練習課題 1: 記録のうち、「example: [56, 60]」を含む行から始まり記録の末尾で終わる部分（両端を含む）を、「番号」と「行」の2列からなるMarkdownの表に変換してください。空行は除くこと。

提示文:
★ ★ ★ ★ ★

新たに動画と記事でキックの音の作り方を解説 Ableton Live9の使い方日本語チュートリアル

http://www.youtube.com/watch?v=vK5nLpCeMuU

キックの音は自分で作ったほうが納得行くものが出来る。

ふたつのキックを組み合わせて鳴らす。
アタック+サブキック(胴鳴り)=あなた好みのキック ∩(´∀`)∩ワァイ♪
という方式。

アタックというのはキックのキャラクター。この部分にはお好きなサンプルを。今回はヒップホップ系のサンプルを使った。味のある質感のキックはブラック・ミュージック系の音ネタから持ってくると結構いいのがある。

アタックのキックは不要な高域、そしてサブのキックと被らないように低域もカット。

◇◇◇◇◇◇

ここからはサブのキック(胴鳴りの部分)の解説。

サブのキックはシンセで音作りする。理由は、調整しやすいから。

どんなシンセでもいいわけではなく、アンプとピッチに対して独立してエンベロープをかけることができる必要がある。

今回はOperatorを使った。Simplerでも可能だが、Operatorは音が良く万能型のシンセであり、おまけに使いやすいのでオススメ。

★ ★ ★ ★ ★

練習課題 2: キックの音作りに関する文章によると、アタックのキックで低域もカットするのはなぜか。1〜3文で説明せよ。

記録の抜粋:
★ ★ ★ ★ ★

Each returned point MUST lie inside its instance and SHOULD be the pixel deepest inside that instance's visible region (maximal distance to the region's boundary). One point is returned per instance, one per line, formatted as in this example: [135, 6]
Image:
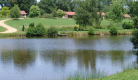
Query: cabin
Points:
[69, 14]
[23, 14]
[126, 16]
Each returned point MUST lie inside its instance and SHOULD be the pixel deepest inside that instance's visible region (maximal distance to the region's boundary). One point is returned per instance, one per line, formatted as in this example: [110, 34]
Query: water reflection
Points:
[21, 58]
[58, 57]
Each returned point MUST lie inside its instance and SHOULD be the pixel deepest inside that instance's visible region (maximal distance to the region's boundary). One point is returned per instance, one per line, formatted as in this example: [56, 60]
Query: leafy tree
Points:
[23, 4]
[82, 17]
[34, 11]
[5, 11]
[15, 12]
[116, 10]
[60, 13]
[48, 5]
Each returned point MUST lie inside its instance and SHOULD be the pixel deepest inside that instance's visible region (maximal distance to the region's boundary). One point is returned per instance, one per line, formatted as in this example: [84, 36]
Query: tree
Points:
[60, 13]
[116, 10]
[15, 12]
[82, 17]
[34, 11]
[5, 11]
[48, 5]
[23, 4]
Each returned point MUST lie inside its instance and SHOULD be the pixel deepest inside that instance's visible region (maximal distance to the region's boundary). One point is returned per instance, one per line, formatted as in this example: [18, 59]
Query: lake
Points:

★ ★ ★ ★ ★

解答 1:
| 番号 | 行 |
|---|---|
| 1 | Each returned point MUST lie inside its instance and SHOULD be the pixel deepest inside that instance's visible region (maximal distance to the region's boundary). One point is returned per instance, one per line, formatted as in this example: [56, 60] |
| 2 | Query: leafy tree |
| 3 | Points: |
| 4 | [23, 4] |
| 5 | [82, 17] |
| 6 | [34, 11] |
| 7 | [5, 11] |
| 8 | [15, 12] |
| 9 | [116, 10] |
| 10 | [60, 13] |
| 11 | [48, 5] |
| 12 | Each returned point MUST lie inside its instance and SHOULD be the pixel deepest inside that instance's visible region (maximal distance to the region's boundary). One point is returned per instance, one per line, formatted as in this example: [84, 36] |
| 13 | Query: tree |
| 14 | Points: |
| 15 | [60, 13] |
| 16 | [116, 10] |
| 17 | [15, 12] |
| 18 | [82, 17] |
| 19 | [34, 11] |
| 20 | [5, 11] |
| 21 | [48, 5] |
| 22 | [23, 4] |
| 23 | Each returned point MUST lie inside its instance and SHOULD be the pixel deepest inside that instance's visible region (maximal distance to the region's boundary). One point is returned per instance, one per line, formatted as in this example: [18, 59] |
| 24 | Query: lake |
| 25 | Points: |

解答 2: サブのキックと被らないようにするためである。アタックのキックでは、不要な高域に加えて低域もカットする。